# Giz a job...



## DIY (Jul 4, 2010)

Landing in Perth very soon now, the wife is the main applicant (nurse), i have worked for the same company 23 years as a production supervisor/manager. I do the routine set ups to various metal working machines, i specialise within the cnc bending areas, but turn my hand to repairs and tooling modifications on a regular basis.
My main question is this, having served the same company for so long i only have internal qualifications/course certifcates (not national vocational certs) how easy would i find this type of work to find or should i be looking to change tack and go for anything available to start out? I have no worries to that route of employment, just that i feel like a one trick pony having worked nearly all of my working life with the one firm.
I hope this makes sense to everyone, just trying to get a feel for whats actually around, we are looking at Mandurah and surrounding areas as a base, but that probably will change as we get there and look around to find areas with work,education/schools,housing is not a top priority with us as we will be renting to start.
Any feedback is appreciated in advance.
Thank you.


----------



## Wanderer (Jun 16, 2007)

As you probably appreciate, getting to a position like yours has come about by all those years of experience and service to the company and that can be much the same for similar shops in Australia.
I'm not at all familiar with the manufacturing areas down around Perth and quite a bit has possibly developed for a lot of resource projects but Mandurah has always been something of more a fishing/holiday location, being used more and more for people to commute from that area up to Perth where I suspect most industry is possibly in the region from Fremantle out to the east and south east a bit.
With management as well as technical experience, for something different you may want to see what the situation is for equipment hire companies for they are probably going gang busters with resources development though a lot of companies could have depots way up north or out south east where resources development is.
But stay flexible and it does get reported that with reources developments attracting a lot of people, even organisations like local government are always looking for people and they have technical/service and procurement management or admin needs too.
Seems like you have a good attitude and you ought to find something.


----------

=== Aim 1 ===
According to the Perth job thread, how many years has the first poster worked for the same company?
=== Aim 2 ===
Condense the paragraph of the Perth job thread that begins "Landing in Perth very soon now" into a short bulleted list of its main facts.

(Location identification entries)
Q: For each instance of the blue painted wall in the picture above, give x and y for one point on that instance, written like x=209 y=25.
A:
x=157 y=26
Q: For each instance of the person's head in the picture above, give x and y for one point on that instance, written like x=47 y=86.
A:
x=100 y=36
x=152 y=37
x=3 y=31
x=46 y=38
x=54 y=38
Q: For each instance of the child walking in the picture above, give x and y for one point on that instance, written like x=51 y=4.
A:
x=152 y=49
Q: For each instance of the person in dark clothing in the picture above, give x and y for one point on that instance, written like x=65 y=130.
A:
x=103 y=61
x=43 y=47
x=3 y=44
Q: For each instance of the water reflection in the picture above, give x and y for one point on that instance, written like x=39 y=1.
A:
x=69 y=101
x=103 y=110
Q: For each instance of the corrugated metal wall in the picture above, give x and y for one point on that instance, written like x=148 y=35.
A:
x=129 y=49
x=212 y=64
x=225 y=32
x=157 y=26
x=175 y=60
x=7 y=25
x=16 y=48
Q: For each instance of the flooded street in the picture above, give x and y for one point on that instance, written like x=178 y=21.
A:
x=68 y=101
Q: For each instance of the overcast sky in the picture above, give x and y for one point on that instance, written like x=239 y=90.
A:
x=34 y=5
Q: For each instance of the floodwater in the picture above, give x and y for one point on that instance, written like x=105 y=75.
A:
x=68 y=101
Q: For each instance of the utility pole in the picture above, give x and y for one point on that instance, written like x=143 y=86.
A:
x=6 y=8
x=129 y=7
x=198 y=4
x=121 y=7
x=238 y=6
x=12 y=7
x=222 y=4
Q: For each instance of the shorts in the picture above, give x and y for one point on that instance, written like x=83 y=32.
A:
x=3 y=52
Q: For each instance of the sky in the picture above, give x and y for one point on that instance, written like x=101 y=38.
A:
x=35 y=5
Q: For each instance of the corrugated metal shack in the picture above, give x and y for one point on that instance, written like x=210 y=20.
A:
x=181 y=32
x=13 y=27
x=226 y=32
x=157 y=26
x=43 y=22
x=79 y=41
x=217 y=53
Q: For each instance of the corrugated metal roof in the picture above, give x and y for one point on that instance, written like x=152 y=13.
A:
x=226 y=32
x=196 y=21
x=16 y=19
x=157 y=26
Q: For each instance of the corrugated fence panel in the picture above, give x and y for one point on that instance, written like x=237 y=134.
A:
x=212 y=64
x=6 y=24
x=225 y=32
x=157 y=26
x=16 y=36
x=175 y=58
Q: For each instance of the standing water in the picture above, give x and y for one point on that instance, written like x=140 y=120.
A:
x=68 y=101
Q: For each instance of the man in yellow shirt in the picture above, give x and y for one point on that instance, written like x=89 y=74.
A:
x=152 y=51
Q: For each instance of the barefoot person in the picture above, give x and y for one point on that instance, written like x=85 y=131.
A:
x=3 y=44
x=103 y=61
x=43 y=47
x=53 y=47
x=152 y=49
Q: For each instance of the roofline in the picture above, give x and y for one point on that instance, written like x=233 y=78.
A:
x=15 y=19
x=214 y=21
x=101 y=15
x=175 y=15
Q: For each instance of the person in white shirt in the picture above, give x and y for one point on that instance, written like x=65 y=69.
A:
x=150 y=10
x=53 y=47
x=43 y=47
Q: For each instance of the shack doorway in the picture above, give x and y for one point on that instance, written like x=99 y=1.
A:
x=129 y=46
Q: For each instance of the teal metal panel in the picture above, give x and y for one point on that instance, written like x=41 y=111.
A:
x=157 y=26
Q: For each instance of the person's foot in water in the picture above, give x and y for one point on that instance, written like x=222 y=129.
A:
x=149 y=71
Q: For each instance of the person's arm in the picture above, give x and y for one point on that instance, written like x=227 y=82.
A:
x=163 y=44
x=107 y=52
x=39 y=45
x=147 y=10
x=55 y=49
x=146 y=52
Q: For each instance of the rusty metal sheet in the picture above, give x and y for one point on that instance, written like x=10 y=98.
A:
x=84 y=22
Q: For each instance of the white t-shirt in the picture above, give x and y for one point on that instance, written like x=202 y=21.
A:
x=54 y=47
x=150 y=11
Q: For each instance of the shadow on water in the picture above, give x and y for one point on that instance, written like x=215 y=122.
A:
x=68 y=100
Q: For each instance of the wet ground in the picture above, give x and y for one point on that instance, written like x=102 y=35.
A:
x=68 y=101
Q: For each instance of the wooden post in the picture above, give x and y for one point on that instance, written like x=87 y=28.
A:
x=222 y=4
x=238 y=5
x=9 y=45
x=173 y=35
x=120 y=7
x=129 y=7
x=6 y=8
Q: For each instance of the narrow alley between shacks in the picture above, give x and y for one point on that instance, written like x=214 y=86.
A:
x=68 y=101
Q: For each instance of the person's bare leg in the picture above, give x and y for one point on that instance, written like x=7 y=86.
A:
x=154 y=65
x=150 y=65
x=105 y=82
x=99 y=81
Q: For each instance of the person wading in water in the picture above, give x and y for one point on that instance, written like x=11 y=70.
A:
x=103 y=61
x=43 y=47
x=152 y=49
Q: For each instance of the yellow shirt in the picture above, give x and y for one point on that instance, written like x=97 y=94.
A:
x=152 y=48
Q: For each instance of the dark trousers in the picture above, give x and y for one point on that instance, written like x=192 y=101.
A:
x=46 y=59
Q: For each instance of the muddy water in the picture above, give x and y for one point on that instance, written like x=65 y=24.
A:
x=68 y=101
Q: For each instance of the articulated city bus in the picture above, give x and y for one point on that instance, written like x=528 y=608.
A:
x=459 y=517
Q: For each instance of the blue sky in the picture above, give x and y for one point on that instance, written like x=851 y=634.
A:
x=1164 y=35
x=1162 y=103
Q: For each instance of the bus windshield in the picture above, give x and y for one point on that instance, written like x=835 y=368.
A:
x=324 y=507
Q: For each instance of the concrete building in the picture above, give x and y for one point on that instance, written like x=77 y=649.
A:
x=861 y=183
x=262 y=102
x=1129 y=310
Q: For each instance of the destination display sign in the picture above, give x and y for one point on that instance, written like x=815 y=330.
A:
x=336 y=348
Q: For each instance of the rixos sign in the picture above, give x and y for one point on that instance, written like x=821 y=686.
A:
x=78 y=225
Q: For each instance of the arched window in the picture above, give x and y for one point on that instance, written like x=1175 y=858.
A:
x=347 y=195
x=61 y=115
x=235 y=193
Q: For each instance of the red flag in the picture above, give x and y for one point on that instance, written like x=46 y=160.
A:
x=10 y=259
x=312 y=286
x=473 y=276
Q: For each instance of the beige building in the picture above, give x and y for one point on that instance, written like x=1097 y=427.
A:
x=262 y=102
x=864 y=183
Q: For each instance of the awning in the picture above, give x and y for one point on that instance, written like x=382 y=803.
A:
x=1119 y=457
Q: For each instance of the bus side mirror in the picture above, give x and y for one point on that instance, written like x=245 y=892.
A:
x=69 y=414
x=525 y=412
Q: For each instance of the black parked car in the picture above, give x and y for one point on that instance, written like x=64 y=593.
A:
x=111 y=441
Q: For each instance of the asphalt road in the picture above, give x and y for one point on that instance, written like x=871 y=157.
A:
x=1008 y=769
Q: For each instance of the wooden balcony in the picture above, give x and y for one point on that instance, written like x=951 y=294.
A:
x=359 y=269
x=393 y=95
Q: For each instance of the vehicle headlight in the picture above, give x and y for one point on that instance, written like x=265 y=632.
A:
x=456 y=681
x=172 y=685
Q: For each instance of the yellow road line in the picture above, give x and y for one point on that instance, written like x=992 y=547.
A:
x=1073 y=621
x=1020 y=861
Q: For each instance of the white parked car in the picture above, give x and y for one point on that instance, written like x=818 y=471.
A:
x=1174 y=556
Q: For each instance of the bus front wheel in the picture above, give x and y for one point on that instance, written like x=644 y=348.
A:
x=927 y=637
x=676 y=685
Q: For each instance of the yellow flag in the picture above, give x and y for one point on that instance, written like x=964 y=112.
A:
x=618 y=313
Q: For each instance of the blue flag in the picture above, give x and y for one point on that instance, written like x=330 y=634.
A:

=== Task solution 1 ===
23 years.

=== Task solution 2 ===
- The family is arriving in Perth very soon.
- The wife, a nurse, is the main applicant.
- The poster has spent 23 years with one company as a production supervisor/manager.
- The poster does routine setups on various metalworking machines and specializes in CNC bending.
- The poster also regularly handles repairs and tooling modifications.